(Beginning of DATA FOR PROCESSING)
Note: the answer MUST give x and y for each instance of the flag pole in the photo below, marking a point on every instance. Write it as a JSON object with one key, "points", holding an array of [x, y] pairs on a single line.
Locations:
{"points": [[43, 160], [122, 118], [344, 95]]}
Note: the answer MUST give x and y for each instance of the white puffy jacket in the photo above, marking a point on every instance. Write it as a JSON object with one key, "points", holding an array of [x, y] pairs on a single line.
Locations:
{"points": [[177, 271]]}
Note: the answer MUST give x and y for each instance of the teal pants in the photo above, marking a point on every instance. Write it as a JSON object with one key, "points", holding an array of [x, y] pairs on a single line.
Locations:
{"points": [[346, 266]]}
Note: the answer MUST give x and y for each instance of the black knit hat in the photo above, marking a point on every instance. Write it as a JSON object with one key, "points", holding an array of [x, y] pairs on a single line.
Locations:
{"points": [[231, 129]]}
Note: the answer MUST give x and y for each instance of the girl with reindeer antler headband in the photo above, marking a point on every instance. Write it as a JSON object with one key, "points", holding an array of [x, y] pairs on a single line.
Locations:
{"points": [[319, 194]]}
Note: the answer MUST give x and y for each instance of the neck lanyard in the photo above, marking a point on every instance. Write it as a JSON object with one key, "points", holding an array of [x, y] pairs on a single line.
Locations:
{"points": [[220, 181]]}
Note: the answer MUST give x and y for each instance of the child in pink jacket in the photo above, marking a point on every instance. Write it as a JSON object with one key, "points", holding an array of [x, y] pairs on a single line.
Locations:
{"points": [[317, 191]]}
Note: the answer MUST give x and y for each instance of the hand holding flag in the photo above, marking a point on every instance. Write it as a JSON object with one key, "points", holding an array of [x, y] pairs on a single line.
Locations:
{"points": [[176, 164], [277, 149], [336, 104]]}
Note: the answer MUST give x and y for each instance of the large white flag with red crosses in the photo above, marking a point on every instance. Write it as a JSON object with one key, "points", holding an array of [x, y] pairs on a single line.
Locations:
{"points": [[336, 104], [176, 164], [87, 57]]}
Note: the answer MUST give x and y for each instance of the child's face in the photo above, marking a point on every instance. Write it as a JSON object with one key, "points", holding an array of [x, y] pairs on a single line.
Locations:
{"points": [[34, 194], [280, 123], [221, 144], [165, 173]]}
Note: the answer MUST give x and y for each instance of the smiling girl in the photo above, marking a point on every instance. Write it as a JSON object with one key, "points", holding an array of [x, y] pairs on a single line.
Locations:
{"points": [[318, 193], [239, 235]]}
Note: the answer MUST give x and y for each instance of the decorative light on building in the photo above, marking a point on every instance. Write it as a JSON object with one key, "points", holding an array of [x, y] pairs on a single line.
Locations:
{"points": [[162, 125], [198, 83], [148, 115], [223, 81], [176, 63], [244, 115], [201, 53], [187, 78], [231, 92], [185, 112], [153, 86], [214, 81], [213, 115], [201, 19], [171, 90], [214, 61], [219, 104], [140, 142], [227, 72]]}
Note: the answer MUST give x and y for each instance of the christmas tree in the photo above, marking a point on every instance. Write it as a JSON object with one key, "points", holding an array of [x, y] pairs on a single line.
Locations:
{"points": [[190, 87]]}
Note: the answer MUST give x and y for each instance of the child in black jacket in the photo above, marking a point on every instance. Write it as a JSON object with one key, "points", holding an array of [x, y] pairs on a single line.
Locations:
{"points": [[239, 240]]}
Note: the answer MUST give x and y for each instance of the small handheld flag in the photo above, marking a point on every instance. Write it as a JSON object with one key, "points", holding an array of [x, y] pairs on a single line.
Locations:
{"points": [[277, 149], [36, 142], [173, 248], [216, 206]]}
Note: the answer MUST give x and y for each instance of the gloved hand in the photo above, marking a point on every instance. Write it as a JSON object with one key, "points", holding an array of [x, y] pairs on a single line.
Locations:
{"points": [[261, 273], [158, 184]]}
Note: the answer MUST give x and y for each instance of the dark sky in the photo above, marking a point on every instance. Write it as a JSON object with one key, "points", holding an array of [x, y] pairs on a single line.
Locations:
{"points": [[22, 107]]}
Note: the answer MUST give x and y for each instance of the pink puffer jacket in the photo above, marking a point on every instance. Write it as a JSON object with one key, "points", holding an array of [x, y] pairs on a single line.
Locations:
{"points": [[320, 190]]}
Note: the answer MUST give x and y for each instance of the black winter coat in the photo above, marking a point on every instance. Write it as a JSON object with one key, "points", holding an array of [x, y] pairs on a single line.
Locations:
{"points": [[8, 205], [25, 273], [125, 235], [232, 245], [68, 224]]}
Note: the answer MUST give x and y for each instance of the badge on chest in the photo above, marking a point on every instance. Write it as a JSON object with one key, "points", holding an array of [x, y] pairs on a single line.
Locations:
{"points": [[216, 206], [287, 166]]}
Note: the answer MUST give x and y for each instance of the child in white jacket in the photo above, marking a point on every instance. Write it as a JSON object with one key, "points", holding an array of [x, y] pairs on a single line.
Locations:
(End of DATA FOR PROCESSING)
YOUR INSTRUCTIONS »
Reproduce each line above that contains "girl".

RESPONSE AREA »
Note: the answer MUST give x and y for each instance of the girl with reindeer antler headband in the photo above, marking a point on every instance. Write it as a JSON object with one key, "points", holding an array of [x, y] pairs on a single line.
Note: the answer MUST give x and y for each instance of the smiling girl in the photo above, marking a point on every instance. Write it as a JSON object with one key, "points", holding an array of [x, y] pairs on a single line.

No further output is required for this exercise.